Dans la mise en scène de Benjamin Porée, Platonov passe une vingtaine de minutes complètement nu. J'en comprends l'intérêt, mais cela a suscité les rires de la salle, déconnectée de la souffrance et de la solitude du personnage. Faire perdre autant de dignité à Platonov me semble être une erreur. Sans compter que l'astuce est vue et revue, et dépourvue de la finesse que le metteur en scène déploie dans la première partie. De même, la mort de Platonov est expédiée sans émotion, et ses derniers mots que j'attendais (« Attendez… Attendez… Pourquoi ? ») ont été coupés. Le personnage perd sa complexité, son relief, il n'est plus qu'une coquille vide... par laquelle on se sent bien peu concerné. Alors qu'on pourrait être tellement ému !

Énoncé 1: Repérez chaque ligne contenant le mot « door » et recopiez-la intégralement, s'il vous plaît.
Les lignes qui suivent n'ont aucun lien avec le texte cité.

Un bloc de données
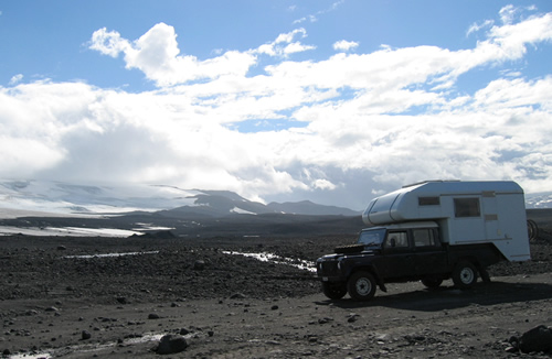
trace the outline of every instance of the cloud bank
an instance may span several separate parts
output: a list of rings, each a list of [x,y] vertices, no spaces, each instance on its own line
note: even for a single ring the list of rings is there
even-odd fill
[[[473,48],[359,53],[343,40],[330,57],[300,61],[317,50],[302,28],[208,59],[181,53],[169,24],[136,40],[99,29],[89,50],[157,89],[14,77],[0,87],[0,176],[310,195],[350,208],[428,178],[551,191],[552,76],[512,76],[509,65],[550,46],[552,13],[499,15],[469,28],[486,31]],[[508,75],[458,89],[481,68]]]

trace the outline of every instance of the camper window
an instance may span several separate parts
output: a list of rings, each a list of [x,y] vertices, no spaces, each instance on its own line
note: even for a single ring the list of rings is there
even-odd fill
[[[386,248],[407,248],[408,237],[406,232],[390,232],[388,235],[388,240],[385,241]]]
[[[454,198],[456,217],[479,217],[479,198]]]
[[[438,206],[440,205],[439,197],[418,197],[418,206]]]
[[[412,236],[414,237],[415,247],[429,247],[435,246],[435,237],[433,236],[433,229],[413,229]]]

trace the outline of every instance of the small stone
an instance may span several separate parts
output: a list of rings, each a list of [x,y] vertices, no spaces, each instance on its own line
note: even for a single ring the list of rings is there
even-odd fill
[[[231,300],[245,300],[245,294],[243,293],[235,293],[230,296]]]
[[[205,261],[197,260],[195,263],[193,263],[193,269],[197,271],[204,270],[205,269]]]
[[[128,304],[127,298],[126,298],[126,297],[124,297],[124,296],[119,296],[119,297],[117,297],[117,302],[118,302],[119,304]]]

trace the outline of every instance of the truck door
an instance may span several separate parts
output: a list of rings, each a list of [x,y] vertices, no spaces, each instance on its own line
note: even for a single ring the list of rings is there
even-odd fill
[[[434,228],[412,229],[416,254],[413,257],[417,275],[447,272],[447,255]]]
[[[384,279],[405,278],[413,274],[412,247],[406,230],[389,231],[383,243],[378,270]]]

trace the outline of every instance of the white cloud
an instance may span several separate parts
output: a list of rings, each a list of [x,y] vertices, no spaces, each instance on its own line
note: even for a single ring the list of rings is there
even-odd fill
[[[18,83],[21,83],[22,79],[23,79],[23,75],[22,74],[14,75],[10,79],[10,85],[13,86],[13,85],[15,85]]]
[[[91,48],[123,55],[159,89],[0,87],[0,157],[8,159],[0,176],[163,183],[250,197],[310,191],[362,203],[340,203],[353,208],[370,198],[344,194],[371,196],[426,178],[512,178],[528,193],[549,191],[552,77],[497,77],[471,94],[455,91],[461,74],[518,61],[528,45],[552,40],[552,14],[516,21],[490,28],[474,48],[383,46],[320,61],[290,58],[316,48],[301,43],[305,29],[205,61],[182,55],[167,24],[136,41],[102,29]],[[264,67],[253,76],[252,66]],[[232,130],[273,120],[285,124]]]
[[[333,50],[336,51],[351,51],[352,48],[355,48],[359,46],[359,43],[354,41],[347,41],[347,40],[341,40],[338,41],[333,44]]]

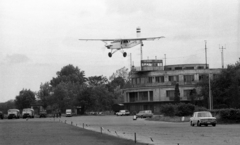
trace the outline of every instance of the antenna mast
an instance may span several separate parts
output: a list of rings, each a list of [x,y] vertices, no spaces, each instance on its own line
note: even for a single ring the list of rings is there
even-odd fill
==
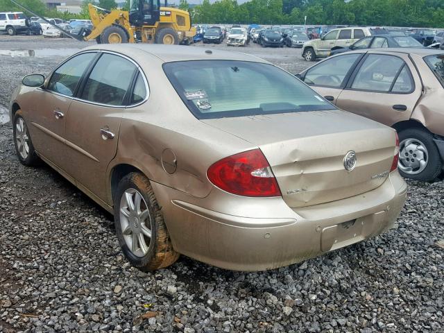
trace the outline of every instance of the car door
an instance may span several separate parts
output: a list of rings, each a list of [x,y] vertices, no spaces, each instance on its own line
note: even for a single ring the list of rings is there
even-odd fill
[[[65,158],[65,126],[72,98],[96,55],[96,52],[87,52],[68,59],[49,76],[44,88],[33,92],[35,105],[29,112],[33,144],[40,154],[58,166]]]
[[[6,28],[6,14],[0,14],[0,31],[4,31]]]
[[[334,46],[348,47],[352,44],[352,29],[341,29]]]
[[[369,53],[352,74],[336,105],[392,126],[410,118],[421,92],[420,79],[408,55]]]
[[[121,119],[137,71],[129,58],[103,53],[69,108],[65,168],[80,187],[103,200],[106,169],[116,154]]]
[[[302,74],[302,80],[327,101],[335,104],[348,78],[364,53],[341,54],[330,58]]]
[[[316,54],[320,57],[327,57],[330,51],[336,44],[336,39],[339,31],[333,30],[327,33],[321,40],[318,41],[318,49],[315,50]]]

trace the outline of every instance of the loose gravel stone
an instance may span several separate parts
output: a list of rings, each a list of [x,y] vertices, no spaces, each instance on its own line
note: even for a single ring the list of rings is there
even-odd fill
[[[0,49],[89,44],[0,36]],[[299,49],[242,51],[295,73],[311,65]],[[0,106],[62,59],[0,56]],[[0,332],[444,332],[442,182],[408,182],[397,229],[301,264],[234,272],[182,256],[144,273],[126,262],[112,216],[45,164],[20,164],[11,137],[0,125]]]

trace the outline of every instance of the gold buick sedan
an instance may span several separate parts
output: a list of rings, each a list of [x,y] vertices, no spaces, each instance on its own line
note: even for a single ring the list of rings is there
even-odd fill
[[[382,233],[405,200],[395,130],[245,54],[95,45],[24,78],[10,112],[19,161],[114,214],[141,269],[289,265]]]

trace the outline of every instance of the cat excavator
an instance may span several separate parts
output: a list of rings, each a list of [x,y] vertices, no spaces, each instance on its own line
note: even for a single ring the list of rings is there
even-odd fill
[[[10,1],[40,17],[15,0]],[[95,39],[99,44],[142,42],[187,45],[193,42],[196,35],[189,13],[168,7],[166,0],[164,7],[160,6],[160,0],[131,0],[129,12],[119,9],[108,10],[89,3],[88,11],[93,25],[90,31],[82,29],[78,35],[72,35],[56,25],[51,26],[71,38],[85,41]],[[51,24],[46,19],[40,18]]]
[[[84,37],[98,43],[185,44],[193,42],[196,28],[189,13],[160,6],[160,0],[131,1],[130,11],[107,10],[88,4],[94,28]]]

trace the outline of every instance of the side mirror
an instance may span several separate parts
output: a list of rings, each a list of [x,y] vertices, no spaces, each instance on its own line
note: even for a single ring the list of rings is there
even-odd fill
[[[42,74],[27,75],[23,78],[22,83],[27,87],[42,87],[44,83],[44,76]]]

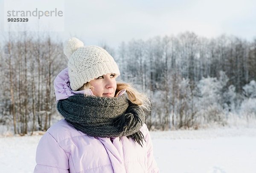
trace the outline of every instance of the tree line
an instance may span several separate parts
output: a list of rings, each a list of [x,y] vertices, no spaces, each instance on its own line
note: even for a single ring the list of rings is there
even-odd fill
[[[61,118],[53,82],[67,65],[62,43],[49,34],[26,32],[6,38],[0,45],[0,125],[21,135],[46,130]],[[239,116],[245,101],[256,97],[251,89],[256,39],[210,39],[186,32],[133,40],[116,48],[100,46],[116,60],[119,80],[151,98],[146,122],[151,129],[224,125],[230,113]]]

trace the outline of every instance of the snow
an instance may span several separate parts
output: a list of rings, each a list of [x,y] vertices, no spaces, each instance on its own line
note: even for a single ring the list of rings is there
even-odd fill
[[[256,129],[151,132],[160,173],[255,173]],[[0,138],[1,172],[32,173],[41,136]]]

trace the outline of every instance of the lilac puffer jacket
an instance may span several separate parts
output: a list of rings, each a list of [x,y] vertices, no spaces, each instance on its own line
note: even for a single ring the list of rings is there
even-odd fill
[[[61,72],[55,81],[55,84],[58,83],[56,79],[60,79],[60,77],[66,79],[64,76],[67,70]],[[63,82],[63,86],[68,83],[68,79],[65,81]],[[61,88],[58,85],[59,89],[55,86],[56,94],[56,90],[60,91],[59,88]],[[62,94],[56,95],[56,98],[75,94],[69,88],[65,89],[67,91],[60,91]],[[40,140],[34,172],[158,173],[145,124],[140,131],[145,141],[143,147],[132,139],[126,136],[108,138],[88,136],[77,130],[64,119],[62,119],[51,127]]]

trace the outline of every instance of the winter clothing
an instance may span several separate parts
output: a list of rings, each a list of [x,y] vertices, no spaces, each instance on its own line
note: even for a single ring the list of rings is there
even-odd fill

Énoncé 2: D'après le texte cité, combien de temps Platonov reste-t-il complètement nu dans la mise en scène de Benjamin Porée ?

Solution 1:
trace the outline of every instance of the truck door
trace the outline of every instance of the car door

Solution 2: Une vingtaine de minutes.